Exercise → Pick out each line of the records that includes the string "traffic", and copy it.

• • •

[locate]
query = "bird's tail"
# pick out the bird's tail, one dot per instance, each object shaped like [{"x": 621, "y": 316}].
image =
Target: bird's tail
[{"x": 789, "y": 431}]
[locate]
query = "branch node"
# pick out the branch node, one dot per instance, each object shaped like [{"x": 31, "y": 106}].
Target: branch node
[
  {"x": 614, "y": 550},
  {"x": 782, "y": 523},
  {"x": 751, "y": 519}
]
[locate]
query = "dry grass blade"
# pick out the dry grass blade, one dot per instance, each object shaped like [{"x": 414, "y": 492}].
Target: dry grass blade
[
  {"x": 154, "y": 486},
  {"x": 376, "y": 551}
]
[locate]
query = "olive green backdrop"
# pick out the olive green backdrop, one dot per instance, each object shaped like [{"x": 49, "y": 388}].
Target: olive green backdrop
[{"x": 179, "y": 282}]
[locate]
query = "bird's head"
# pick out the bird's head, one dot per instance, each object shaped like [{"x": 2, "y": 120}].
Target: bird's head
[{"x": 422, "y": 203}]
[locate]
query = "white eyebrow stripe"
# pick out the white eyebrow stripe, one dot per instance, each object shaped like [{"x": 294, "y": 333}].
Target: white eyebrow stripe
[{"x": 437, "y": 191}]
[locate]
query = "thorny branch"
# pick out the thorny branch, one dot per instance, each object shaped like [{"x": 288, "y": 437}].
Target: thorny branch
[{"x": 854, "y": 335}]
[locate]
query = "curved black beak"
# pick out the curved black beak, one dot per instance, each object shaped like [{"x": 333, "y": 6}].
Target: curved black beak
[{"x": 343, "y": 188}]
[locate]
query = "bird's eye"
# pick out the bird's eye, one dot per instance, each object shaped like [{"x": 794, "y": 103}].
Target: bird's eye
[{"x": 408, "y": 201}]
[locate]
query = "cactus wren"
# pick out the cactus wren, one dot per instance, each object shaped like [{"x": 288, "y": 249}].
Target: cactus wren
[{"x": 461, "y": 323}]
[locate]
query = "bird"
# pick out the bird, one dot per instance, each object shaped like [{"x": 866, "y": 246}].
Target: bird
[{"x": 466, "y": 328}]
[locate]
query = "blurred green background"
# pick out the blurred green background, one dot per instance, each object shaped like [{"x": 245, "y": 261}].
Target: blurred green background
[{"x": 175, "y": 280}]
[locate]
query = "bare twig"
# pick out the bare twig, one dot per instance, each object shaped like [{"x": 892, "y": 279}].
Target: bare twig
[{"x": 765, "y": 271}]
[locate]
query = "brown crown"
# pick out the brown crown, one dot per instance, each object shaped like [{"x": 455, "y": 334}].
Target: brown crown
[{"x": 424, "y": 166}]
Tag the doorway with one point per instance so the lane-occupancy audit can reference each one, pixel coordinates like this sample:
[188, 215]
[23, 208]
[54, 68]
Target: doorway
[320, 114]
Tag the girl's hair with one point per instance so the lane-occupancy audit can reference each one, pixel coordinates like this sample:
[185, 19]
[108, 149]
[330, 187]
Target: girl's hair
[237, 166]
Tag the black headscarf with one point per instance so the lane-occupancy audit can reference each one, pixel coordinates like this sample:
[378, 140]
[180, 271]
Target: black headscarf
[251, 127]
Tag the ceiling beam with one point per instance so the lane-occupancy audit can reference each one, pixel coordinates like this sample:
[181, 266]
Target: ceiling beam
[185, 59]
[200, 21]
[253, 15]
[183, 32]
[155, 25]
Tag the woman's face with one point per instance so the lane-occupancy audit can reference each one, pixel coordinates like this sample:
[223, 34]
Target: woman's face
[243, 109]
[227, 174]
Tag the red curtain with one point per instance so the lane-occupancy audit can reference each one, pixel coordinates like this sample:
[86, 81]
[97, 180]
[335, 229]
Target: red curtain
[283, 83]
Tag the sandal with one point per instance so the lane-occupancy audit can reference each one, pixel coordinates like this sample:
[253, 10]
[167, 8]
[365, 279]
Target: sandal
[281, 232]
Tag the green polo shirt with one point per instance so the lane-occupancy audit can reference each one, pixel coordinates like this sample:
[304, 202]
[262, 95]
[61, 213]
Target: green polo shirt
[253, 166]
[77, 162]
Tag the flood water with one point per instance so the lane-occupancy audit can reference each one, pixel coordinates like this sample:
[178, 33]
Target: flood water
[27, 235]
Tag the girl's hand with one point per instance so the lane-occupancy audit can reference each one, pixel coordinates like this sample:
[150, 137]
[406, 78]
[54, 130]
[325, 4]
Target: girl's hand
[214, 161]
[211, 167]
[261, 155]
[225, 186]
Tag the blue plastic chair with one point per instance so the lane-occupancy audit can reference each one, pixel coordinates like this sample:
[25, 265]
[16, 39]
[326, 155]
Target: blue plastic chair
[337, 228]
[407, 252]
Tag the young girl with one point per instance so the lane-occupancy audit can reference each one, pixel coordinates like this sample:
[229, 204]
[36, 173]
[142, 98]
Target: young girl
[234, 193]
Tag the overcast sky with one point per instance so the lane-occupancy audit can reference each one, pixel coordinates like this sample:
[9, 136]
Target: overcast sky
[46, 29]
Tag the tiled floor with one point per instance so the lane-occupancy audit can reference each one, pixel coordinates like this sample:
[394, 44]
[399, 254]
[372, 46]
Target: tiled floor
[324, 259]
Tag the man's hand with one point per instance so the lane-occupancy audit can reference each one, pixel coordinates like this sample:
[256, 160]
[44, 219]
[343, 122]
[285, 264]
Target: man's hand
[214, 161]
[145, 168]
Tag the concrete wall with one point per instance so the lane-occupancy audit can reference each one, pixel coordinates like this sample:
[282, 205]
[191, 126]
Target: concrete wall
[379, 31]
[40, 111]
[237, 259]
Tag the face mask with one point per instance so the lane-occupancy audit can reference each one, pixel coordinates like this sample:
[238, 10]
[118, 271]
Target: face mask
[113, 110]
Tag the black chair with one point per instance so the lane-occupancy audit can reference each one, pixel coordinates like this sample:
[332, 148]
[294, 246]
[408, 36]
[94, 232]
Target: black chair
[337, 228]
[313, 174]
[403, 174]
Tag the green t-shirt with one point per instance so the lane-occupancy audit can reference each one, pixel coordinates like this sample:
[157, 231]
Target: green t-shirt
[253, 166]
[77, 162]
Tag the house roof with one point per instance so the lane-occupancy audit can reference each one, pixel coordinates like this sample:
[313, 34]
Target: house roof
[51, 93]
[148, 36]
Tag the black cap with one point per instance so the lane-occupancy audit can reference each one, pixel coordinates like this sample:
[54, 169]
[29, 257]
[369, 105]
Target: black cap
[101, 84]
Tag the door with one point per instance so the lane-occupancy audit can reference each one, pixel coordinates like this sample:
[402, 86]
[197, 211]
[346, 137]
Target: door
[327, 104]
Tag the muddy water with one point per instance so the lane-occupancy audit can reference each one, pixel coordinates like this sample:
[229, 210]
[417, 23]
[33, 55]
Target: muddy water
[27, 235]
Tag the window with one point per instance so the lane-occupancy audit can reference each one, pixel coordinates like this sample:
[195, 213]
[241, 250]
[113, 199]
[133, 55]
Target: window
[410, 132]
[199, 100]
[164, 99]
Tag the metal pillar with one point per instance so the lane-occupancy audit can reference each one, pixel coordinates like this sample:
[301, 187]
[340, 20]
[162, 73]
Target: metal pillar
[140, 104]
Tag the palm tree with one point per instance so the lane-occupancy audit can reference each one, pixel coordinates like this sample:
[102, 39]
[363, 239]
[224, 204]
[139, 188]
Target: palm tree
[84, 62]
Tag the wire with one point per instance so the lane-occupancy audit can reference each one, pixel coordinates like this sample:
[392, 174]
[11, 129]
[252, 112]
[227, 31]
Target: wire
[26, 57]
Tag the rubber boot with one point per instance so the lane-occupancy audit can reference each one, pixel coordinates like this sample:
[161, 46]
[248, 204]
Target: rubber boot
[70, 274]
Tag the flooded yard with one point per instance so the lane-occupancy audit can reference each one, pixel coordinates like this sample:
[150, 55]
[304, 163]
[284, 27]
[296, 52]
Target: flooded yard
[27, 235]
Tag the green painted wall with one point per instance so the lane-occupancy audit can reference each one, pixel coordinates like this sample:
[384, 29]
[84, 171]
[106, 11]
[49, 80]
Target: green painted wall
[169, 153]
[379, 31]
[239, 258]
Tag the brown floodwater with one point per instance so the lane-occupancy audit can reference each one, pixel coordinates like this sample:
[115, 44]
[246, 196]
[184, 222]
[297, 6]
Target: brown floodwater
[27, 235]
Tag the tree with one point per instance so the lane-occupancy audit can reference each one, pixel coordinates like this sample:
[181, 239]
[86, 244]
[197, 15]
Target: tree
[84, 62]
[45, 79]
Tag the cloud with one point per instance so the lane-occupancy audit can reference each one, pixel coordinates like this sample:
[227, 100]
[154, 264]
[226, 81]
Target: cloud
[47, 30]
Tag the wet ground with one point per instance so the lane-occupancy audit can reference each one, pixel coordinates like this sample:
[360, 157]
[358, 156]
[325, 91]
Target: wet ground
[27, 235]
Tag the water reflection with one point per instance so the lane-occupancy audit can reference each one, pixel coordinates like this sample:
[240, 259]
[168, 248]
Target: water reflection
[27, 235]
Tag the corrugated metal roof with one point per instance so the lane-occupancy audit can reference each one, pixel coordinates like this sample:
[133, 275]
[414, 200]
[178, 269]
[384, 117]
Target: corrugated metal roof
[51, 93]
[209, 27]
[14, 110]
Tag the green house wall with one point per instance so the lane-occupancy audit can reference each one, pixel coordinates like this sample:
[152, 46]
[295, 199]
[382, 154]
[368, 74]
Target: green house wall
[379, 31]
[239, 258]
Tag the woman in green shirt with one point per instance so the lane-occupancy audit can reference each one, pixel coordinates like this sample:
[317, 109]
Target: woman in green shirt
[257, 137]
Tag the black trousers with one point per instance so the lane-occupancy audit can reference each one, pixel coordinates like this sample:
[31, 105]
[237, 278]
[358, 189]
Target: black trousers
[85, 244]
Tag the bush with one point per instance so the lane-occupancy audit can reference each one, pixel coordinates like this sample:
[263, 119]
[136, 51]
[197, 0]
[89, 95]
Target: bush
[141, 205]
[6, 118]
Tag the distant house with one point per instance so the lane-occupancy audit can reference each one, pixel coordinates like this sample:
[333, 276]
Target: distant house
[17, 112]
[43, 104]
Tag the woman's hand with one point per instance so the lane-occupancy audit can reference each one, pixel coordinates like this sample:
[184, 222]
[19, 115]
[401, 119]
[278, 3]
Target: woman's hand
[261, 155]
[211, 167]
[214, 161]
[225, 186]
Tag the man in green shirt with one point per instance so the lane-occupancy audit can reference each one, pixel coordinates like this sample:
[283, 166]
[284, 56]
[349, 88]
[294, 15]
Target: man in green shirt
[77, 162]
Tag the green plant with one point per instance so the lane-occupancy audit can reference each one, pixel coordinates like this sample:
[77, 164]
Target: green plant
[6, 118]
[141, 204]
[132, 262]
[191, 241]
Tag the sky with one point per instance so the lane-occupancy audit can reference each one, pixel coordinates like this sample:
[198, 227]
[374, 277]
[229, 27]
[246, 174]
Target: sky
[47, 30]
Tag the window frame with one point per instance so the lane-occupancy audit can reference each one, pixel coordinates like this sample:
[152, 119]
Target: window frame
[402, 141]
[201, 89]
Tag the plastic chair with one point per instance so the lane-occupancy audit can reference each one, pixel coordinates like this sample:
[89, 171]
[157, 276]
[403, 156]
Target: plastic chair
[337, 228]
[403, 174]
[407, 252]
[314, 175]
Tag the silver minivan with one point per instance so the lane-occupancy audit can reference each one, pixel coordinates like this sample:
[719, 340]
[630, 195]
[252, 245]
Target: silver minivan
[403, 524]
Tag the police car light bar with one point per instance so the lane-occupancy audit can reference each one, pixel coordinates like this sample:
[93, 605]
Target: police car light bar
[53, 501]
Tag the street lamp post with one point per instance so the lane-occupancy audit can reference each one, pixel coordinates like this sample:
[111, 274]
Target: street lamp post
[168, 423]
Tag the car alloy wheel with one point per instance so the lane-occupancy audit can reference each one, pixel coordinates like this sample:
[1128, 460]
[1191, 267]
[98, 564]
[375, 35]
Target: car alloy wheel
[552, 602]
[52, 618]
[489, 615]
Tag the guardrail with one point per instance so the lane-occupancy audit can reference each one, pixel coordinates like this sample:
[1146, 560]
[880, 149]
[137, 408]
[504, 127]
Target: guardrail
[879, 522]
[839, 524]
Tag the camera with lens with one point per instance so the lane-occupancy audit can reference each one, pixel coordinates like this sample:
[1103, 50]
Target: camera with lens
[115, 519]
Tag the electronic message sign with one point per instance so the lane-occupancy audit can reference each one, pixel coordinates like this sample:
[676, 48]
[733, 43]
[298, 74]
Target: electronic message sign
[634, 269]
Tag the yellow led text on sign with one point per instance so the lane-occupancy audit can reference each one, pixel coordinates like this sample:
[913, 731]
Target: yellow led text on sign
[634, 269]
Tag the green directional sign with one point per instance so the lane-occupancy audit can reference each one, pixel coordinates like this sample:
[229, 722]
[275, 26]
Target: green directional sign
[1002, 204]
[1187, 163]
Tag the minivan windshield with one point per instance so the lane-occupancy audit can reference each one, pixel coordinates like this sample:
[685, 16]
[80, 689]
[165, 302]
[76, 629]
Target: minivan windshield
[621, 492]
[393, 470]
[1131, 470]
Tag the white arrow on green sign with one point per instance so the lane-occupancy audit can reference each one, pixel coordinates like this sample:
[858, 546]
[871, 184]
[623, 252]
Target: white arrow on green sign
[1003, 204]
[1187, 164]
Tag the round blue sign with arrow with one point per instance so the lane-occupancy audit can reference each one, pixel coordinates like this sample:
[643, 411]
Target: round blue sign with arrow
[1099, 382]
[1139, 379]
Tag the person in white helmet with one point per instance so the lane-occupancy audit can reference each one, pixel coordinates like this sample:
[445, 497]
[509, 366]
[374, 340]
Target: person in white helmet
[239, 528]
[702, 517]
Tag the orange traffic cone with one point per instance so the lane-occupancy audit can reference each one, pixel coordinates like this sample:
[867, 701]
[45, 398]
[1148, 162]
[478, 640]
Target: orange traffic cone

• • •

Problem solution →
Tag the orange traffic cone with one point per instance so the lane-occupancy audit can reference each one, pixel coordinates like this sample:
Target: orange traffic cone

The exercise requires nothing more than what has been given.